*LISTING:*
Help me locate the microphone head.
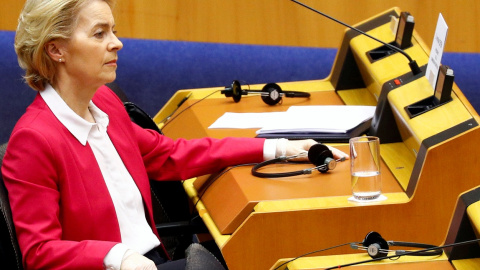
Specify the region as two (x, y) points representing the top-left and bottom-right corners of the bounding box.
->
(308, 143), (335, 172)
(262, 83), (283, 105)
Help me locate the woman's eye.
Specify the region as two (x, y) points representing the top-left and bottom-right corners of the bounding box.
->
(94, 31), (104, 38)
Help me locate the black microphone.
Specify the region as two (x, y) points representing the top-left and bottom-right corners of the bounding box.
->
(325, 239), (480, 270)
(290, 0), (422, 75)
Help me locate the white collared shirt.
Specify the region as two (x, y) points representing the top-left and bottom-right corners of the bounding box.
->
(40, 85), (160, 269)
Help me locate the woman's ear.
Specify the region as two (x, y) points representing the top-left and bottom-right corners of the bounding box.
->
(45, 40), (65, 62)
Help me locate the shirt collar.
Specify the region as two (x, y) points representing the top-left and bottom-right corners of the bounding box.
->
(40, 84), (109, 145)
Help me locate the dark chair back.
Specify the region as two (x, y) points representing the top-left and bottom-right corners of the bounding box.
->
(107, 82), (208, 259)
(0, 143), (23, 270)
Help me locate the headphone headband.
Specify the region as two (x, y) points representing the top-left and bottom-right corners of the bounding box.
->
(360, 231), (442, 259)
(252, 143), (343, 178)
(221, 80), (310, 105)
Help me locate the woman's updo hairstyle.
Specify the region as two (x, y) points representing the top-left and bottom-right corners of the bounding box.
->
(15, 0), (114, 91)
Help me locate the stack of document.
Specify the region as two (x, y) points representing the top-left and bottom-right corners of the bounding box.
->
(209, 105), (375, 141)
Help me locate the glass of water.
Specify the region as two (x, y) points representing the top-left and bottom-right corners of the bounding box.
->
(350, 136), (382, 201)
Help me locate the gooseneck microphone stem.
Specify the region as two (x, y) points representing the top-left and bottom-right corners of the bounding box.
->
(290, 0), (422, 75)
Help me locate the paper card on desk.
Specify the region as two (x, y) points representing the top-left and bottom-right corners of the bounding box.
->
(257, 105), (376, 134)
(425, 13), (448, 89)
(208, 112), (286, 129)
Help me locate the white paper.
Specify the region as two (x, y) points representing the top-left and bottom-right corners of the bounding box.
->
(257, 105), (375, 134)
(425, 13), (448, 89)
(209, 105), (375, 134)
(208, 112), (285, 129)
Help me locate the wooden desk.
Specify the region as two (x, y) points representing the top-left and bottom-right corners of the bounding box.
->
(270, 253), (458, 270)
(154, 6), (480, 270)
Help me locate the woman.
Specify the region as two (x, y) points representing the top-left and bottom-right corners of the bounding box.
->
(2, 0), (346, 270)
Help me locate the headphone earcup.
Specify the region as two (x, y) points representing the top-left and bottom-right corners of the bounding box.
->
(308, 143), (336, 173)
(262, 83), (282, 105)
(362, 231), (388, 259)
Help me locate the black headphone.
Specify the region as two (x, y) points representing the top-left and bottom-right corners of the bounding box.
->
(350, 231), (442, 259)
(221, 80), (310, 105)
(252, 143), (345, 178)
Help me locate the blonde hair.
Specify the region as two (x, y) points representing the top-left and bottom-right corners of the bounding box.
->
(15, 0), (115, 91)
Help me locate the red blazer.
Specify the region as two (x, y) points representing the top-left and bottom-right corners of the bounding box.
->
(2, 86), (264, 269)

*YOUR OBJECTIVE:* Please write out all of the records above word for word, leaving out the pictures.

*CORRECT RESPONSE:*
Help me locate the microphone head.
Specify the region as two (x, y) points representing the top-left and bottom-right corners of the bounding box.
->
(308, 143), (335, 172)
(262, 83), (283, 105)
Help me locate the woman's eye.
Specify the region as two (x, y) points representing the top-left and bottom-right corners of the bounding box.
->
(94, 31), (104, 38)
Help me locate the black microphone.
Specify the region as two (x, y) points representing the top-left and bottom-right corners of the bounding box.
->
(325, 239), (480, 270)
(290, 0), (422, 75)
Help me locate the white collared shirt.
Specify the region as two (x, y) points representing the top-left and bottom-right corners of the bounding box.
->
(40, 85), (160, 269)
Help me locate the woman's ear.
Specify the region as two (x, y) points representing the top-left and bottom-right corners of the bounding box.
->
(45, 40), (65, 62)
Help me locate the shirt collar.
Specify the region as two (x, y) points representing the top-left and bottom-right corners of the bounding box.
->
(40, 84), (109, 145)
Help me locate the dark chair back.
Specify the region as two (x, y) points representing the top-left and bottom-right corners of the bounding box.
->
(107, 82), (208, 259)
(0, 143), (23, 270)
Help me locate the headphone headband.
Specify the region as two (x, y) points representing the top-left and bottom-right corners of the bounding box.
->
(360, 231), (442, 259)
(252, 143), (343, 178)
(221, 80), (310, 105)
Help me locate the woman's updo hairstyle.
Specify the region as two (x, y) points representing the top-left and bottom-right corners of the bounding box.
->
(15, 0), (114, 91)
Help me locate the stack of document.
Specify the region as two (x, y) points representing the top-left and bottom-right corners of the bounding box.
->
(209, 105), (375, 141)
Help me locate the glass of water.
Specify the region as two (x, y) points representing the top-left and bottom-right corners of the bounding box.
->
(350, 136), (382, 201)
Help me locate the gooseneck microphone stem.
Specify the region as two (x, y) points representing the top-left and bottom-right corners of the bounding box.
->
(290, 0), (422, 75)
Help me locate the paper card on desk.
Specify the region as two (x, y) points representing the top-left and bottom-right corners of the bounding box.
->
(257, 105), (376, 134)
(425, 13), (448, 89)
(208, 112), (286, 129)
Help me locate the white paper.
Specify the region as two (x, y) points representing the top-left and bottom-right corners of the bounding box.
->
(257, 105), (375, 134)
(425, 13), (448, 89)
(209, 105), (375, 134)
(208, 112), (285, 129)
Help me locate the wooden desk.
Specify the region as two (x, y) points representing the top-left and bottom-right corners of the bounding box.
->
(270, 253), (458, 270)
(154, 6), (480, 270)
Help me locate the woman.
Specify the region as two (x, y) points representing the top-left and bottom-right corners of the bounding box.
->
(2, 0), (346, 270)
Help me locate the headphone earcup.
Specify the region as two (x, y) points representing the top-left and bottom-right corners of the bounding box.
->
(308, 143), (336, 173)
(262, 83), (282, 105)
(362, 231), (388, 259)
Help me locate the black headphone.
Specify the region as two (x, y) points representing the top-left and bottom-right corners of the bounding box.
->
(350, 231), (442, 259)
(221, 80), (310, 105)
(252, 143), (345, 178)
Help me locate the blonde hair.
Specify the region as two (x, y) points representing the top-left and bottom-right corners of the bounding box.
->
(15, 0), (115, 91)
Help me locate the red blazer.
Specify the region as two (x, y) points representing the top-left and bottom-right corners of the bounding box.
->
(2, 86), (264, 269)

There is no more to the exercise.